▸ Description of the task
Rewrite the items below as a numbered list, skipping blank lines and leaving any pictures out of your answer.

--- start of Records shown ---

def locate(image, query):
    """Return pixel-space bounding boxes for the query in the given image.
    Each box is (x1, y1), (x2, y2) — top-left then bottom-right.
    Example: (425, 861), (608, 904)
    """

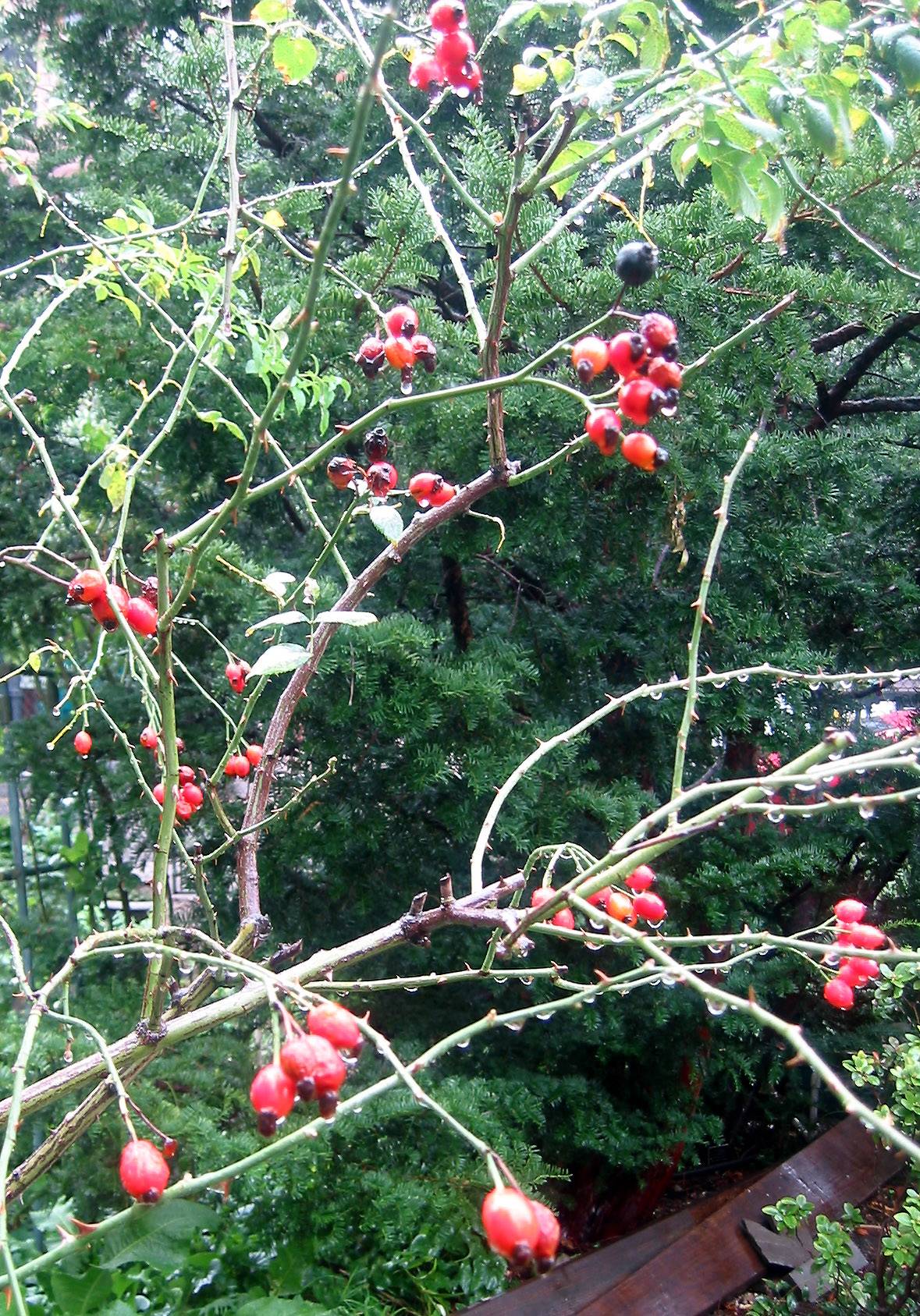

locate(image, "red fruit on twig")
(119, 1138), (170, 1201)
(67, 571), (105, 605)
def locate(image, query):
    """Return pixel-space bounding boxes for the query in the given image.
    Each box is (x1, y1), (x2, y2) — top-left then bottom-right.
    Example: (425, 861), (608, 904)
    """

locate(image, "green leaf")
(550, 141), (598, 201)
(246, 645), (309, 680)
(246, 612), (309, 636)
(271, 37), (320, 84)
(249, 0), (291, 25)
(801, 96), (840, 159)
(52, 1266), (112, 1316)
(195, 410), (246, 444)
(99, 1205), (217, 1270)
(368, 502), (403, 544)
(316, 609), (376, 626)
(893, 36), (920, 90)
(510, 65), (548, 96)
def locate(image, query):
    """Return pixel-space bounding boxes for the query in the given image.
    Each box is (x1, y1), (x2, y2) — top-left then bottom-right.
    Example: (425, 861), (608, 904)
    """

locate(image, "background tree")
(0, 0), (920, 1311)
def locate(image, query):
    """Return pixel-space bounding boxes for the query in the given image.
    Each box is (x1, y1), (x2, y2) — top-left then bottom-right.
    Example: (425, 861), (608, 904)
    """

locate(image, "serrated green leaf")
(195, 410), (246, 444)
(99, 1201), (217, 1270)
(510, 65), (548, 96)
(368, 502), (404, 544)
(52, 1266), (112, 1316)
(246, 612), (309, 636)
(271, 37), (320, 84)
(316, 609), (376, 626)
(246, 645), (309, 682)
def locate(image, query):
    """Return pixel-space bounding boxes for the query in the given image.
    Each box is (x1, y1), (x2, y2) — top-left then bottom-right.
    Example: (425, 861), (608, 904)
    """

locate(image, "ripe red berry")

--- end of Records shown ---

▸ Written response
1. def locate(image, query):
2.     """Return pixel-space bounding boxes for the query in the given image.
3.     Each box is (x1, y1), (x2, y2) — top-left then bottom-right.
4.     Example: (425, 861), (608, 904)
5.     """
6. locate(image, "red fruit on twig")
7. (119, 1138), (170, 1201)
8. (67, 571), (105, 605)
9. def locate(image, query):
10.     """Return pixel-space bounding boxes for the query in the given image.
11.     Each box is (x1, y1), (x2, y2) — top-left then bottom-right.
12.     Example: (425, 861), (608, 904)
13.     """
14. locate(image, "green leaf")
15. (550, 141), (598, 201)
16. (246, 645), (309, 680)
17. (246, 612), (309, 636)
18. (271, 37), (320, 84)
19. (249, 0), (291, 25)
20. (801, 96), (840, 159)
21. (52, 1266), (112, 1316)
22. (195, 410), (246, 444)
23. (99, 1205), (217, 1270)
24. (368, 502), (403, 544)
25. (316, 609), (376, 626)
26. (893, 36), (920, 90)
27. (510, 65), (548, 96)
28. def locate(image, query):
29.     """Return pixel-space bounding boxes for the query in the given image.
30.     Each box is (x1, y1), (x2, y2) — top-left then bottom-right.
31.     Example: (425, 861), (608, 904)
32.     """
33. locate(image, "background tree")
34. (0, 0), (920, 1311)
35. def locate(image, query):
36.     """Return pixel-space bounding boxes for the query in the given image.
37.     Each box is (x1, y1), (x2, y2) — top-left then bottom-right.
38.     Example: (425, 861), (608, 904)
39.     """
40. locate(image, "serrated green leaf")
41. (195, 410), (246, 444)
42. (99, 1201), (217, 1270)
43. (510, 65), (548, 96)
44. (368, 502), (404, 544)
45. (52, 1266), (112, 1316)
46. (246, 612), (309, 636)
47. (271, 37), (320, 84)
48. (316, 609), (376, 626)
49. (246, 645), (309, 682)
50. def locate(image, query):
51.     """Return pixel-space bounding boxes for the query in the given image.
52.     Each box is (x1, y1), (x2, y2) — top-left then bottom-right.
53.     Example: (425, 861), (608, 904)
54.     """
55. locate(image, "ripe red berry")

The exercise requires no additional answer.